Excerpted passage —
-- -- --

Incidents/2020-09-25 s5 replication lag

document status: in-review

Summary

A number of s5 database replicas in the Eqiad and Codfw data centres alerted about replication being stopped due to a duplicate key. This lead to watchlist and recentchanges delays.

Impact: Editors of wikis hosted in the s5 section (see s5.dblist) saw stale data in recentchanges and watchlist interfaces.

Affected wikis at time of incident

avk.wikipedia.org
ceb.wikipedia.org
de.wikipedia.org
en.wikivoyage.org
ja.wikivoyage.org
lld.wikipedia.org
mg.wiktionary.org
mh.wiktionary.org
mus.wikipedia.org
sh.wikipedia.org
sr.wikipedia.org

Timeline

All times below are in UTC and referring to 2020-09-25

11:42: pages for s5 replication for db2137, db2139, db2089, db2099
11:45 icinga is reporting about a duplicate key in enwikivoyage's ipblocks table
11:51: sobanski pings jcrespo

* 11:55 Incident opened. Alexandros Kosiaris becomes IC

11:58 jcrespo joins
12:13 jcrespo deletes duplicate ipb_id=16326 on db2089 and starts replication manually
12:16: db2089 lag recovers
12:17: jcrespo applies same fix to all hosts
12:22: All hosts lag recover
12:23: It is decided that all eqiad hosts exhibiting the issue, will not be touched to allow use of them as guinea pigs U during the research phase of the root case

* 12:25: Incident ends.

-- -- --

Work instructions —
1. In the rows, rewrite everything from the line containing "Tag the distant" down to the line containing "[[561, 498]]", changing "warning sign" to "caution sign" and leaving all else unchanged.
2. Write the next part of the report on the s5 replication lag incident.

-- -- --

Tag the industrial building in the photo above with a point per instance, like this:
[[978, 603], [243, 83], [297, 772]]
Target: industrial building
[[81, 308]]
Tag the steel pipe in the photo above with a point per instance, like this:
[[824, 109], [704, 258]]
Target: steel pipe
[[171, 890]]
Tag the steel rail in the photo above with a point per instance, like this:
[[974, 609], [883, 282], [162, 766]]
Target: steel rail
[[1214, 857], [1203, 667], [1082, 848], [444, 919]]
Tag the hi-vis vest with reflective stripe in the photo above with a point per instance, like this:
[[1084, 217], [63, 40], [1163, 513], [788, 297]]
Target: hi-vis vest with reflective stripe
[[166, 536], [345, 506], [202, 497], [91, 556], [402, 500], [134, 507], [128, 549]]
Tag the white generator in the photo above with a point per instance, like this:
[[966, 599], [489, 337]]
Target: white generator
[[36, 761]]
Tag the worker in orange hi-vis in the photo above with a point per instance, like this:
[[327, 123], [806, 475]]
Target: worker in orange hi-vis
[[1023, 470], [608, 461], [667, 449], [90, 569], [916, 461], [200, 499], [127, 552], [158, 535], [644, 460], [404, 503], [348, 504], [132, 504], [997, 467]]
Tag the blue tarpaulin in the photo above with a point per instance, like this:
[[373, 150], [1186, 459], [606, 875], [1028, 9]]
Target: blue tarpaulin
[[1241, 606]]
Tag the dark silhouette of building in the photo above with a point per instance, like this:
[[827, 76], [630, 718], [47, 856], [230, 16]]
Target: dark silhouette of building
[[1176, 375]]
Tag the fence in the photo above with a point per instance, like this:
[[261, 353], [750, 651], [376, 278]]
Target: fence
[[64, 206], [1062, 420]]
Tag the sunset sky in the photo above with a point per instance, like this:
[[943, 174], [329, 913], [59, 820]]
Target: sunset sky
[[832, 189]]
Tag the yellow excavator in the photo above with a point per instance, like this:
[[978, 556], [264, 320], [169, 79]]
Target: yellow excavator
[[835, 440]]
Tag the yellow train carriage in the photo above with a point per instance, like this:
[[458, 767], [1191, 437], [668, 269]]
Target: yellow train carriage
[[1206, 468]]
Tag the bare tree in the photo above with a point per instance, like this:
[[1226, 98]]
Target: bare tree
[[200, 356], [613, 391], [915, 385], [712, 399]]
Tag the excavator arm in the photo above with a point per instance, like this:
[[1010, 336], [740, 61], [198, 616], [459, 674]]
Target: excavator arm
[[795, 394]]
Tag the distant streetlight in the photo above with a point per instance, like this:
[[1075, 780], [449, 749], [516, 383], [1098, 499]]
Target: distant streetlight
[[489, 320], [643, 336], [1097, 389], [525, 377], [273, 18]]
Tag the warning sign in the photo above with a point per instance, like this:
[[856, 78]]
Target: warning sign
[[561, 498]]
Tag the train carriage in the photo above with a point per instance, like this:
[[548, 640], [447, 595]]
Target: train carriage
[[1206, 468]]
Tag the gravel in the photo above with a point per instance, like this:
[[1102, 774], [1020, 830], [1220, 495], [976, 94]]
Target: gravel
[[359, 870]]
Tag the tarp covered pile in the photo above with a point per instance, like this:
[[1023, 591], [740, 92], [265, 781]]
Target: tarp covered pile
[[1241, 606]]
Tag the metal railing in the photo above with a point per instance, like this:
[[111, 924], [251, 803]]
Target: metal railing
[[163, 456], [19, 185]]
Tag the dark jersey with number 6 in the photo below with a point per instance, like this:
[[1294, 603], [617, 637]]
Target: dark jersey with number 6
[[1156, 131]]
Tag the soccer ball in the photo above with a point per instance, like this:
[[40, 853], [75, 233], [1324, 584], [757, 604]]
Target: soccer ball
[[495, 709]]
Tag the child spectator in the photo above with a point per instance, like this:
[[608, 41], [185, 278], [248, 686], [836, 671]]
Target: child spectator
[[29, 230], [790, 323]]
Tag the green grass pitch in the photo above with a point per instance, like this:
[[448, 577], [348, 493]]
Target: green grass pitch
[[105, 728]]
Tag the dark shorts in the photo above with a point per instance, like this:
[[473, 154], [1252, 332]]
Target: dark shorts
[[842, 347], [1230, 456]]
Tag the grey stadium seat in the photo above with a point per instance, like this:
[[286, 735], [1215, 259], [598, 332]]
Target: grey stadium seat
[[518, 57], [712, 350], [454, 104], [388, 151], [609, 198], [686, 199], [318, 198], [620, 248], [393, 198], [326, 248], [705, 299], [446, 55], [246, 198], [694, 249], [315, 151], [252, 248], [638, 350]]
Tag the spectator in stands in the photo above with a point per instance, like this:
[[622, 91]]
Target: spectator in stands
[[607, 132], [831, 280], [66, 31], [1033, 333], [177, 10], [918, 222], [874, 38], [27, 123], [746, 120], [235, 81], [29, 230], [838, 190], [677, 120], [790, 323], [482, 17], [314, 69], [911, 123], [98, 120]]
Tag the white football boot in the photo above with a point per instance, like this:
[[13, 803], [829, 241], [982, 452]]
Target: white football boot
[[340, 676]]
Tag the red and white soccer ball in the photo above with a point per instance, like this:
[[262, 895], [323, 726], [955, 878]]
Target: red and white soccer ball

-- -- --

The results —
1.
Tag the distant streetlight in the photo above with a point per instance, like this:
[[1075, 780], [449, 749], [516, 383], [1098, 499]]
Target: distant streetlight
[[489, 320], [643, 336], [1097, 389], [525, 377], [273, 18]]
Tag the caution sign in the photo above with a point per instance, like this:
[[856, 78]]
Target: caution sign
[[561, 498]]

2.
15:23 jynus: fixing enwikivoyage ipblocks inconsistency cluster-wide T263842 (to prevent the issue again on the same table). * All hosts back to normal (including eqiad). https://sal.toolforge.org/log/MFncxXQBgTbpqNOm_cm1

Detection

Automated monitoring caught the issue, SRE was paged about stopped replication in a number of s5 replicas. The alerts were appropriate, sufficient and to the point. People responded and escalated to more equipped ones to handle the incident.

Conclusions

There are two possible explanations for this crash:

1) The drift was there and we inserted a row that touched it

2) The drift was generated somehow from MW.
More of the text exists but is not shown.